- Text -
- Opening Delimiter -

FOR many university students, life under lockdown continues with remote teaching and learning. We have all had to adapt rapidly to new and innovative ways of being taught and assessed. We are now used to lectures being delivered from studies or spare bedrooms, and seminars conducted over Skype or Zoom. Who could have expected that the final months of the academic year would be spent away from campus, with no certain idea of when we shall return?
In some quarters, there has been hope that life will return to normal by the summer, and that the busy rhythm of university life will resume in September. However, this idea has been punctured by an announcement from Cardiff University’s Vice Chancellor. There is now a scandalous suggestion that students will continue their studies online well into the next academic year – while full tuition fees continue to be charged. If students had wanted an online degree, they could have signed up with the Open University at a third of the price.
With the prospect of a further 18 months until campuses are fully operational, students must send out a clear message to universities that charging £9,000 a year in fees is abhorrent and unacceptable. There are distinct differences between online and face-to-face learning, and while recorded lectures and discussion boards are an adequate replacement in these unprecedented times, it is outrageous to demand fees for a service that is not being delivered.
The controversial introduction of tuition fees occurred under a Labour administration. However, it is a policy that some Conservatives might be inclined to agree with. Jacob Rees-Mogg argued that individuals make a free choice to go to university, and that somebody has to pay for the privilege of the education received. This is true. Students who are able to find well-paid jobs after university should be expected to pay for the education that has facilitated their employment.
But in the past year, students have had a rough ride. Five weeks of industrial action by teaching staff and lecturers witnessed an enormous loss of contact time, so much so that final year students may be unable to graduate, and students have been used as pawns by unions in their negotiations with the government. Now a global pandemic has further disrupted studies.
It is no secret that universities across Britain operate as large businesses, and to a greater or lesser extent regard their students as consumers. This is evident in the emphasis on the student experience that includes providing comfortable accommodation, fun club nights and quality teaching and lecture provision. Universities will eloquently make the case that high tuition fees are an absolutely necessary contribution to their finances. But how justified is it to ask students to pay for educational services and an experience they are not receiving? Is it right to continue to charge students for learning at home, in an environment that might not be conducive to study or research and that might have profound negative impacts on performance?
Students arrive at university prepared to make a significant financial investment in their future. They certainly do not enrol to be sent home early and pay full price for only a fraction of what they have been promised.

- Closing Delimiter -

- Data for review -

- Opening Delimiter -

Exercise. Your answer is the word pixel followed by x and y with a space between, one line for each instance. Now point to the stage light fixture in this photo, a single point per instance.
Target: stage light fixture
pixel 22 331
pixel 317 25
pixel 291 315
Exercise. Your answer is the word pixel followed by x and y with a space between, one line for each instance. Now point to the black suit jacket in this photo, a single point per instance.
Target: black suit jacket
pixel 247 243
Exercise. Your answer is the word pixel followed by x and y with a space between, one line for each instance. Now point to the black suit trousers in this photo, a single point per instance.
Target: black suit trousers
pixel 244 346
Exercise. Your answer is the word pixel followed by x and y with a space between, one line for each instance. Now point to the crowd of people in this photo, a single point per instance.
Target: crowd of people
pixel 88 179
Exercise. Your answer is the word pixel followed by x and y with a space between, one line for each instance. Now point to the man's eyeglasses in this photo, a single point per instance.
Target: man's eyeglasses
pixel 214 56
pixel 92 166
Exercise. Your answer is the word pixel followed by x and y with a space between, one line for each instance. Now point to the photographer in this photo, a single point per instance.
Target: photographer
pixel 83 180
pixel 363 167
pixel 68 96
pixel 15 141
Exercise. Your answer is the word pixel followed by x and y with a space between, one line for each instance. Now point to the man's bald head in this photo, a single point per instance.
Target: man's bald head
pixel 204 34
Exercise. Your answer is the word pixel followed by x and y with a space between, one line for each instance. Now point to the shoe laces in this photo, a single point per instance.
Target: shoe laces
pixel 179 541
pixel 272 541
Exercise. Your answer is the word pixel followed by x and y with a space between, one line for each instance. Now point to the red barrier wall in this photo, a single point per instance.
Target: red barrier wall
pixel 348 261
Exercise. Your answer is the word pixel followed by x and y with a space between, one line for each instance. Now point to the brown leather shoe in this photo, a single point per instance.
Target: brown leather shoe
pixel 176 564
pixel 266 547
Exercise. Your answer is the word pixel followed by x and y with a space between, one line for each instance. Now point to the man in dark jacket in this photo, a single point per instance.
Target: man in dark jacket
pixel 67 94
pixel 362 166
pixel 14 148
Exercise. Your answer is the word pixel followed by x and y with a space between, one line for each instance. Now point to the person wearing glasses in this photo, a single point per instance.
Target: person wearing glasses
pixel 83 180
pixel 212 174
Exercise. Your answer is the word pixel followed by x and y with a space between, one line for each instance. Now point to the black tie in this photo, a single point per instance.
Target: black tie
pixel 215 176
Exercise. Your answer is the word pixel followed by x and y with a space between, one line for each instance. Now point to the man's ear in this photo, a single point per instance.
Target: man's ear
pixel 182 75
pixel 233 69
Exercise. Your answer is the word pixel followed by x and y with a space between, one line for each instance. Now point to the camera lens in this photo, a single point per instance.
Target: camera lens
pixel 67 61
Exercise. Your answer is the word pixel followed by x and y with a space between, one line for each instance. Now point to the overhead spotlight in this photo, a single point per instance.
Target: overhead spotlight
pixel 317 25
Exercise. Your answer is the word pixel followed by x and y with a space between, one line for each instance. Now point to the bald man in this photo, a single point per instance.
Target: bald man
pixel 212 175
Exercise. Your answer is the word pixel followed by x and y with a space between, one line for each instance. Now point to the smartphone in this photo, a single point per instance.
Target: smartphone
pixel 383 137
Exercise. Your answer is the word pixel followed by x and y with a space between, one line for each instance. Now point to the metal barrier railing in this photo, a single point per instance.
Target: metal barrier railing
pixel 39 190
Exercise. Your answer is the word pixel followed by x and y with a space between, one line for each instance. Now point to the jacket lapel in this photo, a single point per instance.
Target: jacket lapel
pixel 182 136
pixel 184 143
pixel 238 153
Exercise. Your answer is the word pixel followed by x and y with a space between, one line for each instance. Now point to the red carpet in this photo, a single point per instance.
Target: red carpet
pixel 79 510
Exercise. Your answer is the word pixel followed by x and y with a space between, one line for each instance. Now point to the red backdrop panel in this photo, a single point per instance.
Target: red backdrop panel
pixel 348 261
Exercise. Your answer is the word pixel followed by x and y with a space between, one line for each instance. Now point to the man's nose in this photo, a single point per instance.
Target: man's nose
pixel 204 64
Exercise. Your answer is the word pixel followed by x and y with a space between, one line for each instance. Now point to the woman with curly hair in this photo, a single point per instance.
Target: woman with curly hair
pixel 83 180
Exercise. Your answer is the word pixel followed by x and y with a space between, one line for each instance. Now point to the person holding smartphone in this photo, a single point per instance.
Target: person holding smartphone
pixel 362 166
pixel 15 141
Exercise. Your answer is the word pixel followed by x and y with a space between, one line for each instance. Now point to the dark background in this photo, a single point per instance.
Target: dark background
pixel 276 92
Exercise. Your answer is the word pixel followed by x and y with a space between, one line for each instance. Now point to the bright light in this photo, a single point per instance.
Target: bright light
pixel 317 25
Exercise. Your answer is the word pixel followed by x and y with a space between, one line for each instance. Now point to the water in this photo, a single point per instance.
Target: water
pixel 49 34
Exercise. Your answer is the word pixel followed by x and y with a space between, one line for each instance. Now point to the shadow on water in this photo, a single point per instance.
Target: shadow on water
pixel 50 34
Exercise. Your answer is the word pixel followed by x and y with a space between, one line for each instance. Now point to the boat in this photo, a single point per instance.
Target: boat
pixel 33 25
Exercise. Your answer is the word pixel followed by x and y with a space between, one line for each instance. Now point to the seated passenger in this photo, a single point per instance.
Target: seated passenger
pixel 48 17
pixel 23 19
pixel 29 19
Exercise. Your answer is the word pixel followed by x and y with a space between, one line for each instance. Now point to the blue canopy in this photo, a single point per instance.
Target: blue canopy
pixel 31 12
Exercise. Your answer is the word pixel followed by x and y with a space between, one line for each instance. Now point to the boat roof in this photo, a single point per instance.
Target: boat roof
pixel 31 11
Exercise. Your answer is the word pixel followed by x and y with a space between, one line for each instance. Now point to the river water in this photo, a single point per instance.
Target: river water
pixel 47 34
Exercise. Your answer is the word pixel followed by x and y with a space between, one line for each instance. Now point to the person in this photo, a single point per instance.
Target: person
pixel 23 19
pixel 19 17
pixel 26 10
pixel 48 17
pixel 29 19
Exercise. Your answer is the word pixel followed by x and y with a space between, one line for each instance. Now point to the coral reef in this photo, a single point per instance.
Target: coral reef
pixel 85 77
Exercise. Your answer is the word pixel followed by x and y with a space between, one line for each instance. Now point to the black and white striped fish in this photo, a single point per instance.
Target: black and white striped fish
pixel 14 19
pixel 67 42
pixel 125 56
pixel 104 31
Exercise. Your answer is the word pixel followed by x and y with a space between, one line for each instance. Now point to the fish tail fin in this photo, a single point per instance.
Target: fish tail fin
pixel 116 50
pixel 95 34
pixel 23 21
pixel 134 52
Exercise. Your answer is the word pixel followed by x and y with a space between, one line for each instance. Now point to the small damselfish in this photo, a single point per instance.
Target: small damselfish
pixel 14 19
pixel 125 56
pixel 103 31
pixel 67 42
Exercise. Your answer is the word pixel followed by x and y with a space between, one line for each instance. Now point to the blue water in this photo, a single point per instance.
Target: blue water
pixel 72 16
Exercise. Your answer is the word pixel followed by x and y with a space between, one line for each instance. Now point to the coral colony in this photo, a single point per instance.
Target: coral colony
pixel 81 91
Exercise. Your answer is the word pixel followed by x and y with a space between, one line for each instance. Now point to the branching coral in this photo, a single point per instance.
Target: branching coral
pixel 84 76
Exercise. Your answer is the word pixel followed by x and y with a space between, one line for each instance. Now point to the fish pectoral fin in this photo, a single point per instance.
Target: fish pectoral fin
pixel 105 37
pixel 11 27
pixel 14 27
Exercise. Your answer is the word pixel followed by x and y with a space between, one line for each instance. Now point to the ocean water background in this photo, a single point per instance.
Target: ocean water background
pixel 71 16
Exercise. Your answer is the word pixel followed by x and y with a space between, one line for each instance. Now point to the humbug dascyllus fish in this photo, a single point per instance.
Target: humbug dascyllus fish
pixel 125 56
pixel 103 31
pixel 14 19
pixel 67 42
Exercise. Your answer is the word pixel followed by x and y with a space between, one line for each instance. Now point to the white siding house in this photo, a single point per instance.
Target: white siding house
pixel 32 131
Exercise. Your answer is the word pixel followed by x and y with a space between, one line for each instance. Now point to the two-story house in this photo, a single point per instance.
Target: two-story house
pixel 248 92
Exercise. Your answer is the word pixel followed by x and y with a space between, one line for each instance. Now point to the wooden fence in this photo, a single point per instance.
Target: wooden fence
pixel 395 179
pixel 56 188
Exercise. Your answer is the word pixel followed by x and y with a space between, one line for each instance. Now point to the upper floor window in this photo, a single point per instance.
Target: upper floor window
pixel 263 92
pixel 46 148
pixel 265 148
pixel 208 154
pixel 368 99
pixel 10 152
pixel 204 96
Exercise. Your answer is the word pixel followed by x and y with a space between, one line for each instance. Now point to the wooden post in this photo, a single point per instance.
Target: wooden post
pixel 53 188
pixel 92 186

- Closing Delimiter -

- Things to do -
A – According to the tuition fees article, whose announcement punctured the hope that university life would resume in September?
B – Decide whether each statement agrees with the tuition fees article, and give the words from the article that settle it.
(i) Tuition fees were introduced under a Conservative administration.
(ii) The industrial action by teaching staff and lecturers lasted five weeks.
(iii) An Open University degree would cost students half the price.
C – Reproduce the passage of the tuition fees article between "The controversial introduction" and "facilitated their employment.", inclusive.

- Expected responses -
A – Cardiff University's Vice Chancellor

B –
(i) No: "The controversial introduction of tuition fees occurred under a Labour administration."
(ii) Yes: "Five weeks of industrial action by teaching staff and lecturers witnessed an enormous loss of contact time"
(iii) No: "they could have signed up with the Open University at a third of the price"

C –
The controversial introduction of tuition fees occurred under a Labour administration. However, it is a policy that some Conservatives might be inclined to agree with. Jacob Rees-Mogg argued that individuals make a free choice to go to university, and that somebody has to pay for the privilege of the education received. This is true. Students who are able to find well-paid jobs after university should be expected to pay for the education that has facilitated their employment.